Stored items:
[Start of section]
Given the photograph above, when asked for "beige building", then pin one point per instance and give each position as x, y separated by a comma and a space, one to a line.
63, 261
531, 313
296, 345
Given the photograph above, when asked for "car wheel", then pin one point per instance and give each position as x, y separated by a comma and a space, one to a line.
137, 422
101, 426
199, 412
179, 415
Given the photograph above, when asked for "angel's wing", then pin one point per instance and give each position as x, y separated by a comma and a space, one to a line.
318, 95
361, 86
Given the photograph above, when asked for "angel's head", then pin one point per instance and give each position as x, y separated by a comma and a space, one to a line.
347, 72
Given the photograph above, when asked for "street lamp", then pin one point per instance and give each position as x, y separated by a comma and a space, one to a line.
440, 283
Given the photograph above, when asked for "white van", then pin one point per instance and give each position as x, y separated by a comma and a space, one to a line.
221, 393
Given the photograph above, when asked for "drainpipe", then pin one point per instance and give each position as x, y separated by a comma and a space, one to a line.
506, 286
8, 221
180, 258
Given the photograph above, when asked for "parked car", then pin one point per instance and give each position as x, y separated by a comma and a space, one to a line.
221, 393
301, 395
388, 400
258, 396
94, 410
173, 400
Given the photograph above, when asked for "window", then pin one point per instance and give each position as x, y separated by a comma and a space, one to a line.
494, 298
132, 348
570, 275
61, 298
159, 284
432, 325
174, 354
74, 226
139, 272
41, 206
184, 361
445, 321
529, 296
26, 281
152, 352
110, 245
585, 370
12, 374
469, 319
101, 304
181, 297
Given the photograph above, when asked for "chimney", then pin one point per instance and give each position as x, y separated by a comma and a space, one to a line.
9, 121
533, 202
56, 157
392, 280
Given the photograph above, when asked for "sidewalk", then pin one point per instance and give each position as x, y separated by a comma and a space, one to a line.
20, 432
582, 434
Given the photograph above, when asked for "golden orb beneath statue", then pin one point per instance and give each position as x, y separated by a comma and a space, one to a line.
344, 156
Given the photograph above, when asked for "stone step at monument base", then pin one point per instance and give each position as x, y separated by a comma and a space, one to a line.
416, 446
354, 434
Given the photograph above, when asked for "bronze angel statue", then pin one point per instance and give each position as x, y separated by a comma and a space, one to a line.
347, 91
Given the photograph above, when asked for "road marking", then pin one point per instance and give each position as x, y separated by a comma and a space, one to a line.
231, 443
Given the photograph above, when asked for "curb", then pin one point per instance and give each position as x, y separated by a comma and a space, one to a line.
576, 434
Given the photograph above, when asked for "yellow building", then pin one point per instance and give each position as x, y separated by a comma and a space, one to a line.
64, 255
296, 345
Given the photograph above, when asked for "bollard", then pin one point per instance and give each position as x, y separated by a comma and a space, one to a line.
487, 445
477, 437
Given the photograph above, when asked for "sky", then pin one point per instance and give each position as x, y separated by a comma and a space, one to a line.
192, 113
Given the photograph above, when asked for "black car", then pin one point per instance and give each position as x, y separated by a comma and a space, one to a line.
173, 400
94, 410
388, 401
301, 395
[End of section]
** EXERCISE OBJECTIVE **
When transcribing the data, keep every line exactly as it is.

** PROBLEM SOLUTION **
Given the photograph above, when asked for "beige building", then pin one point per instance and give each position as x, y separated by a comma and a space, one to a line.
63, 261
531, 313
296, 345
Given the photograph above, when asked for "car wheel", then pin one point per instance and give each position as x, y separated by a comma and a space, one to a line.
137, 422
101, 426
199, 412
179, 415
Given the photograph above, when asked for "angel's wing", then pin one point per instance and give each position as x, y separated by a comma and a space, one to a line.
318, 95
361, 86
Given the photograph above, when asked for "angel's head", then pin one point per instance and give each position as x, y separated by a comma and a space, one to a line.
347, 72
Given the photograph above, when asked for "street lamp", then pin one point per instance and give each position as x, y separated by a comma and a space, one to a line.
440, 283
Given the photograph above, when asked for "white van", then pin one point per instance and give each position as x, y separated by a comma and a space, one to a line.
221, 393
Given the photograph above, when asked for "drainpipe", then pin one point per instance and give each position as x, y separated by a comma and a space, one to a line.
506, 286
8, 221
180, 258
Given the photograph above, when asked for "parked car", then pin one point per instance and give each position as x, y separated by a comma and a space, one to a line.
221, 393
301, 395
388, 400
258, 396
94, 410
173, 400
Given the photograph above, when asked for "window", then pin one point per instance and give each position as x, y separated by a comma and a space, one to a line.
494, 298
132, 348
570, 275
61, 298
159, 284
432, 325
174, 354
74, 226
139, 272
41, 206
184, 361
445, 321
529, 296
26, 281
152, 352
110, 245
585, 370
12, 374
469, 319
101, 304
181, 297
Given the photograph above, when asked for "chimney", then pin one point per instance and give each position as x, y separated by a comma and a space, one to a line.
9, 121
533, 202
56, 157
392, 280
Given the photograph above, when asked for "sidewalk", then pin one point per instance and give each position as x, y separated by a comma and a space, one to a line.
20, 432
582, 434
Given the photograph above, when asked for "golden orb beneath statue", then pin one point per instance and give each position as x, y separated by a comma and a space, one to a line.
344, 156
Given the photograph above, when asked for "stone step at monument base", then pin one point per instance and give each position as x, y separated by a comma and a space, one to a line.
416, 446
354, 434
Given the photograph above, when asked for "bronze angel statue", then pin one point per instance and give each position as x, y separated by a comma and a space, one to a line.
347, 91
Given the photograph above, when asked for "road marking", then pin one point per instance and give each position as x, y separated by a comma and a space, one to a line.
231, 443
Given the photograph above, when asked for "curb", then pin one point per instance and give each position as x, y separated by a comma and a space, one to a line.
576, 434
Given the photograph above, when asked for "yellow building", then pin one point per instance and give each position as x, y separated by a comma and a space, one to a line.
64, 255
296, 345
Given the photograph above, when asked for "bollard", then pin one point per instance and give each position as x, y separated by a comma and a space, one to a line.
487, 445
477, 437
Given the photograph above, when asked for "sky", then pin one point per instance and give each position as x, y separated by a comma and a space, one to a line.
192, 113
Given the photograph above, when asked for "black car", then pin one point per instance and give each position as x, y separated by a comma and a space, one to a line.
173, 400
94, 410
388, 401
301, 395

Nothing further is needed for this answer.